→ **WHAT THE TASK ASKS**
Check each line of the data, and copy those where "below" appears.
%%
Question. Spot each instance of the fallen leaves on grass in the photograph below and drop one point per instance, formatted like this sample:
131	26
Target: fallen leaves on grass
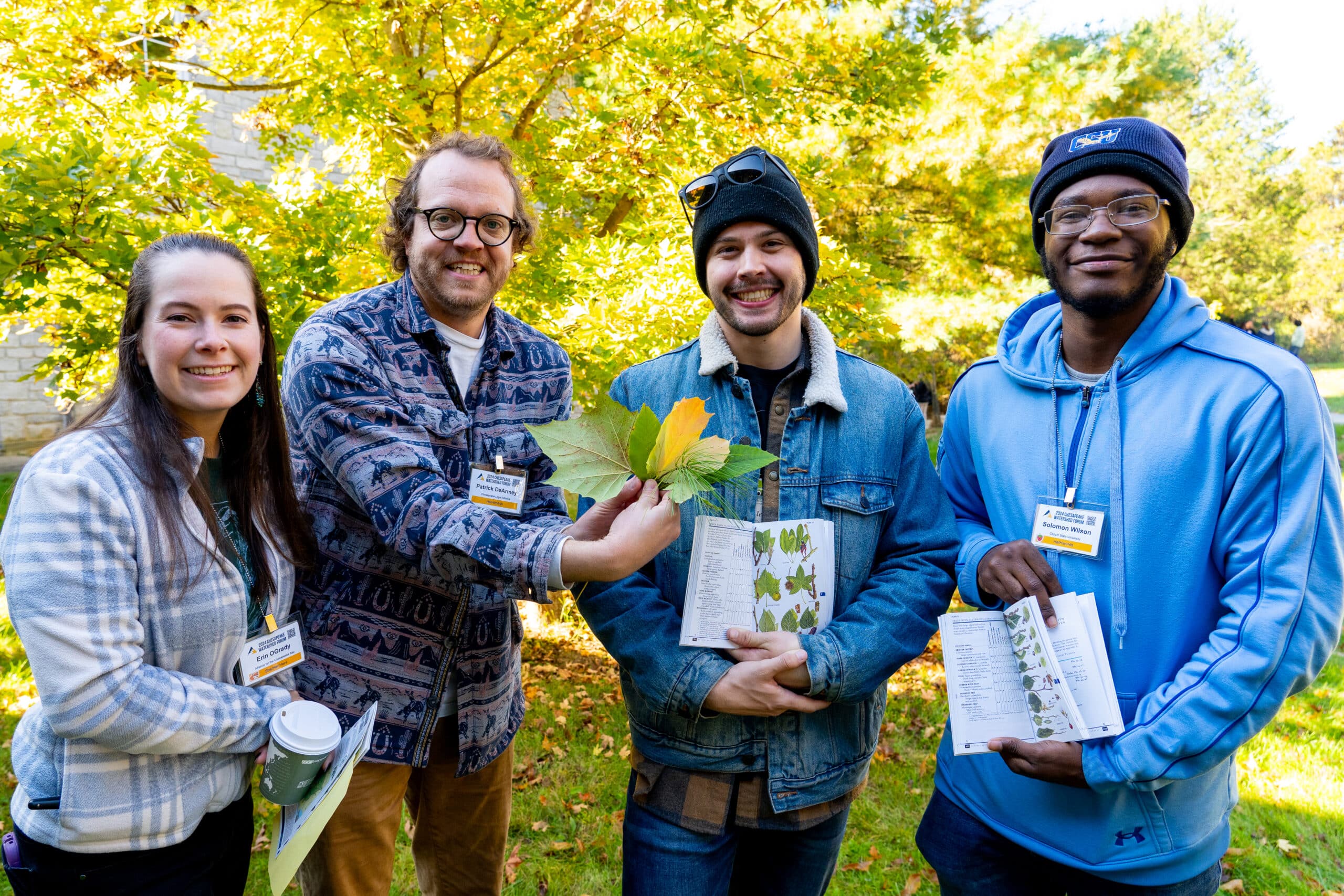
511	866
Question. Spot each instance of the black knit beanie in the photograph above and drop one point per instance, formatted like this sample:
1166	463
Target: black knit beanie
771	199
1132	147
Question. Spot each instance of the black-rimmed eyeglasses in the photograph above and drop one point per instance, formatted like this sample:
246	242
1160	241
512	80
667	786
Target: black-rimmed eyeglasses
1127	212
743	170
448	225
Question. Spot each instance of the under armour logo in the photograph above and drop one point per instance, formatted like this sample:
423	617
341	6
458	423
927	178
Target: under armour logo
1121	836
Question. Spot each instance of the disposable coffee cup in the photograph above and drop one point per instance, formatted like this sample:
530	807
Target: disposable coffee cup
301	736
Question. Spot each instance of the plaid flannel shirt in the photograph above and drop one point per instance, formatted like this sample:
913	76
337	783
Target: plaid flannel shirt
140	730
413	579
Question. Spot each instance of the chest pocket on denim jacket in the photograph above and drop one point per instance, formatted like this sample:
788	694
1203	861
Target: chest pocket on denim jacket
858	510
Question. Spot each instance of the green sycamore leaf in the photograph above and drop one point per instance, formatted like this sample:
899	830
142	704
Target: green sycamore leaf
742	460
762	542
643	437
768	585
591	452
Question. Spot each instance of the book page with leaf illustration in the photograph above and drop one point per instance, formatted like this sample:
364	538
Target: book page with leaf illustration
793	575
1025	680
1050	702
764	577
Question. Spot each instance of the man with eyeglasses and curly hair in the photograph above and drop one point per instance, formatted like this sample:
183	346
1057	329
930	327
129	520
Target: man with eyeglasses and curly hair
1201	467
406	407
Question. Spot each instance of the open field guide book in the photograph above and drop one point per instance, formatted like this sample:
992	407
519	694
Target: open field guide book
759	577
1010	676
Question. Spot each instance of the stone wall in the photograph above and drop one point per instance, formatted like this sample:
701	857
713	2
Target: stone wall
27	414
234	148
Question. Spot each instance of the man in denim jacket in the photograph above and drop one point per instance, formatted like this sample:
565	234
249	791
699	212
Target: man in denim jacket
745	762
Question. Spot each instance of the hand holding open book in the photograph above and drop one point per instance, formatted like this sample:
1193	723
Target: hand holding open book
1010	676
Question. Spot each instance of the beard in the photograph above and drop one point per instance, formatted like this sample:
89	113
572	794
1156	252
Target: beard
450	299
1105	307
791	296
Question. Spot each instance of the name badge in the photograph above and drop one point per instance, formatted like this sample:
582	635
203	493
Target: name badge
500	488
1067	530
272	652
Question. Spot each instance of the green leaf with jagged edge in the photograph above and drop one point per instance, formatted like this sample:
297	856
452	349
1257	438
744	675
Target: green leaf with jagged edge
591	452
742	460
768	585
643	437
683	484
799	582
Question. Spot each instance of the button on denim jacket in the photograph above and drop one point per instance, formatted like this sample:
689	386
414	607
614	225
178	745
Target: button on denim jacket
853	453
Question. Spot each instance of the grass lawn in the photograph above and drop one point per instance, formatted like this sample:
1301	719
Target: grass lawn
1288	832
1330	381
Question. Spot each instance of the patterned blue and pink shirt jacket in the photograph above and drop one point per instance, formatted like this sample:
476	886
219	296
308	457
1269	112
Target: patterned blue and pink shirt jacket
413	579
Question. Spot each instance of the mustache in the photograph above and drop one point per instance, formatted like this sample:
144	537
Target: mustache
743	285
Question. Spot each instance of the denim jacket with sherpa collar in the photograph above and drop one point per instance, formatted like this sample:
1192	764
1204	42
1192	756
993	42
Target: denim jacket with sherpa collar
854	453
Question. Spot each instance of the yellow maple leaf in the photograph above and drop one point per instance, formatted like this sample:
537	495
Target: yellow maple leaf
680	429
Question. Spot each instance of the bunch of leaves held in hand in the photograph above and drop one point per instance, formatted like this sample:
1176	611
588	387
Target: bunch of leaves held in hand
596	453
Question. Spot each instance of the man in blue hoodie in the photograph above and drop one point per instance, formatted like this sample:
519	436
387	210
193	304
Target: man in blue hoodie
1218	565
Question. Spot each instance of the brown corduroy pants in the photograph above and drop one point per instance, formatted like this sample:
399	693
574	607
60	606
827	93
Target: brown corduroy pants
460	827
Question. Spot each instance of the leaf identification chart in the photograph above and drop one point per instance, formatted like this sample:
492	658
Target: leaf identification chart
759	577
1010	676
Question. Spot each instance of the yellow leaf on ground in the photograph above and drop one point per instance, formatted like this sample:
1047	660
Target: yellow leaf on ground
680	428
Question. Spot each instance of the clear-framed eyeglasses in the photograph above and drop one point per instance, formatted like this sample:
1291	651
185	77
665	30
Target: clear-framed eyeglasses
448	225
1126	212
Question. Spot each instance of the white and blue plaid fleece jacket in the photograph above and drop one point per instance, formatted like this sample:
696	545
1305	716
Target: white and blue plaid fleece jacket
139	730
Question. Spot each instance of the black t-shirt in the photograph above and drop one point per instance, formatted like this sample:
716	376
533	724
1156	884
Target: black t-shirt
764	382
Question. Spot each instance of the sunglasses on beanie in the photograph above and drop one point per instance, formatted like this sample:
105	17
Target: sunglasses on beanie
743	170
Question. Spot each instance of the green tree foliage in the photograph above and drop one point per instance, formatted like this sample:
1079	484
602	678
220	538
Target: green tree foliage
915	131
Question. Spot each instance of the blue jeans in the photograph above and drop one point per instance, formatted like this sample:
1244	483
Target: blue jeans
663	859
973	859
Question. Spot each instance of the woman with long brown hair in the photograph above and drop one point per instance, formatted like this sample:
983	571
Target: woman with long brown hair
143	550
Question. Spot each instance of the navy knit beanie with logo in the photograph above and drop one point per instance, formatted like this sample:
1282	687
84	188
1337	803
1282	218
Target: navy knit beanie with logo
771	199
1133	147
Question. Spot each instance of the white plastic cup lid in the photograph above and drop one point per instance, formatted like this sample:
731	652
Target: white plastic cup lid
306	727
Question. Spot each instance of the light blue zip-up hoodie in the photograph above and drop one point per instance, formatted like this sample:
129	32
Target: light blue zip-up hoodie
1220	578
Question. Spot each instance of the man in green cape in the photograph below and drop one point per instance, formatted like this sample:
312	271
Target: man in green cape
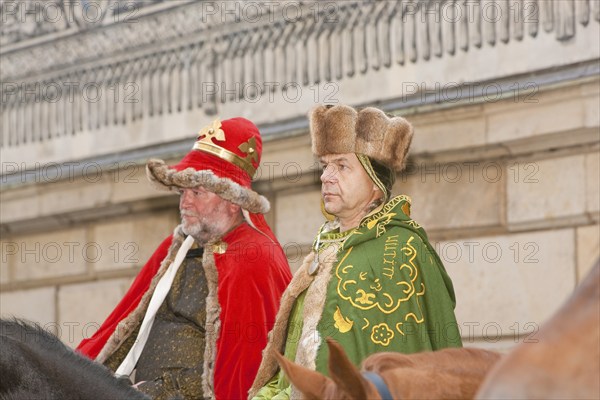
373	282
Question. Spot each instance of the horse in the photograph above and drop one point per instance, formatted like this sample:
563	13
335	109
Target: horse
452	373
35	364
564	362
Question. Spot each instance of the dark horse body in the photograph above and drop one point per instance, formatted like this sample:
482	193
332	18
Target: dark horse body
35	364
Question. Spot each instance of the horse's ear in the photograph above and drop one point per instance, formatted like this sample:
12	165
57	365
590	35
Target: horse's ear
311	383
344	373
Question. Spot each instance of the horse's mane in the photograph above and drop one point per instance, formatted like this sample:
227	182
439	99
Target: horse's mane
30	353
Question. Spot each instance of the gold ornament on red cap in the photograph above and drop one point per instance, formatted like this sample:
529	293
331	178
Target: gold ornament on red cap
205	144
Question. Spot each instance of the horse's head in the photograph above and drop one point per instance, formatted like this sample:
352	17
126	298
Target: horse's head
346	381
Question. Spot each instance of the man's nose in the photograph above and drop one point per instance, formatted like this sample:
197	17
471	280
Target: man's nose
185	197
328	175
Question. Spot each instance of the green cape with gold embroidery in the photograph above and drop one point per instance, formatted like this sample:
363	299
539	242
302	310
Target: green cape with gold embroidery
389	290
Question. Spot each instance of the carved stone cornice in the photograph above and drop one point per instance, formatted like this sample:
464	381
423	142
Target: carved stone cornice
169	54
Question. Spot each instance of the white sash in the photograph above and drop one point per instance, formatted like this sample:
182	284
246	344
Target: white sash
161	291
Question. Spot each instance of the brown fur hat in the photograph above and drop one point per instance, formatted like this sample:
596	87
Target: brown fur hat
369	131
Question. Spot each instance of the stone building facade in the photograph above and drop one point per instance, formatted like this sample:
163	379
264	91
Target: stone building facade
503	173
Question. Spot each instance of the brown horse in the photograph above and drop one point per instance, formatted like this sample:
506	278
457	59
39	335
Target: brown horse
565	361
37	365
453	373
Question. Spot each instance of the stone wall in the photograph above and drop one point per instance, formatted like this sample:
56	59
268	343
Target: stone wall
503	172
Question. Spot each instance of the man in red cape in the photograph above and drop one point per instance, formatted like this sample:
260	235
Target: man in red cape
195	320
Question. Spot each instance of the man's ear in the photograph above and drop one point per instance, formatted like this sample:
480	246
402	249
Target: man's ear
344	373
311	383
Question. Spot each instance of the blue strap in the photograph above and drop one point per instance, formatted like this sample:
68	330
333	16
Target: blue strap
379	383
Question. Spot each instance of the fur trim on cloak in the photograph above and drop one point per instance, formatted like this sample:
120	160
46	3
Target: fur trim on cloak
128	325
213	311
313	309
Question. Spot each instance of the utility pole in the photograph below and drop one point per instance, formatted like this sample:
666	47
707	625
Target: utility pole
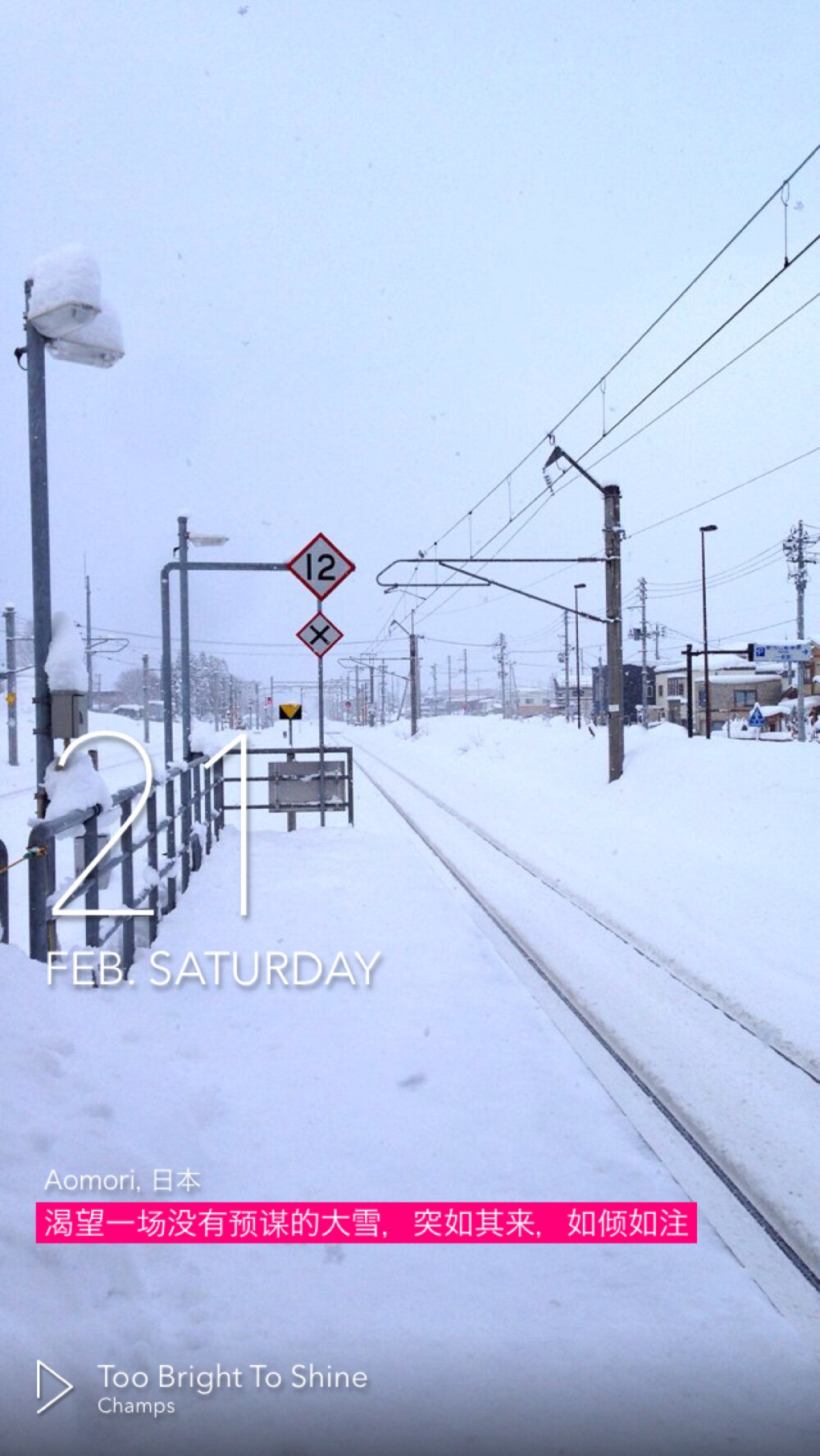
146	717
644	674
567	666
690	692
613	629
414	676
89	653
800	556
12	682
501	660
613	622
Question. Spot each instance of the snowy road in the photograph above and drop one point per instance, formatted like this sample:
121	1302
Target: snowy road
443	1080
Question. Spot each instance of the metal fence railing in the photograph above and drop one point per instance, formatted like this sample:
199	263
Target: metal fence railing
198	809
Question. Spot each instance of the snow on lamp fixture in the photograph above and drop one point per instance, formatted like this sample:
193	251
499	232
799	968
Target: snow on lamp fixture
97	343
65	291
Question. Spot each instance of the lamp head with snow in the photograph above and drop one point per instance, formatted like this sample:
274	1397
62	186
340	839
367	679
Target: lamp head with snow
98	343
63	291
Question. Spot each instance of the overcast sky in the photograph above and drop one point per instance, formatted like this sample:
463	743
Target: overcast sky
366	255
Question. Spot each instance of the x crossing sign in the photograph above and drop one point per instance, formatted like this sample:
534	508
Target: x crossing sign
319	634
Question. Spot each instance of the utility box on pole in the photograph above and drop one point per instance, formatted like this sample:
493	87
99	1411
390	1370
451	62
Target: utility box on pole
69	714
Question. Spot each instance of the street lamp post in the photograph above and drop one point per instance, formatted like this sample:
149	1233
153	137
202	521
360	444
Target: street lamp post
65	313
707	692
577	588
613	623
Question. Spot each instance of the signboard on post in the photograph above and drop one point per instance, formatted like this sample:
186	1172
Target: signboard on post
780	653
319	634
321	567
756	717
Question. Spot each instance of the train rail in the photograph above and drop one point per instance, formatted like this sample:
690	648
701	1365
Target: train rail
679	1116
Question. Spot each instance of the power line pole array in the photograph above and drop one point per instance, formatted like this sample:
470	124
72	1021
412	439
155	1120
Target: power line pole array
800	556
89	650
414	678
146	710
501	660
567	666
12	682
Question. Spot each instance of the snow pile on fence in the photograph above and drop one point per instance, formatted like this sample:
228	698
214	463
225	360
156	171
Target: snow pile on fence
76	787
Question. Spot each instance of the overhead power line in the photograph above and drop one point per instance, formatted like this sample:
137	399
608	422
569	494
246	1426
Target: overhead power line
626	353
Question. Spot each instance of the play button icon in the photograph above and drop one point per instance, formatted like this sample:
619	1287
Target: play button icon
67	1386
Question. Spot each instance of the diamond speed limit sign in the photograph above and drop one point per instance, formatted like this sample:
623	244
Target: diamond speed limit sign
321	567
319	634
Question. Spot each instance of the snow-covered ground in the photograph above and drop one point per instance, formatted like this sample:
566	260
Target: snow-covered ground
443	1080
703	849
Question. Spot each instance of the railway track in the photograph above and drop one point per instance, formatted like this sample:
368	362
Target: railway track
670	967
801	1257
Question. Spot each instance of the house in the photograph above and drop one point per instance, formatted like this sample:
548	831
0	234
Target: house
735	687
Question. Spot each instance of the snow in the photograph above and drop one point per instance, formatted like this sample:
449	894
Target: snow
%%
→ **ANSWER SPACE**
Question. Spot each instance of the fallen leaves on grass in the photograph below and drop one point per instance, formatted like this sample:
Question. Spot each instance of the man in green cape in the photograph below and drop one point per instance, formatted like this sample:
Question. Spot each instance of the utility pole in the photograph below and drop one point per instance, formatted like this sample:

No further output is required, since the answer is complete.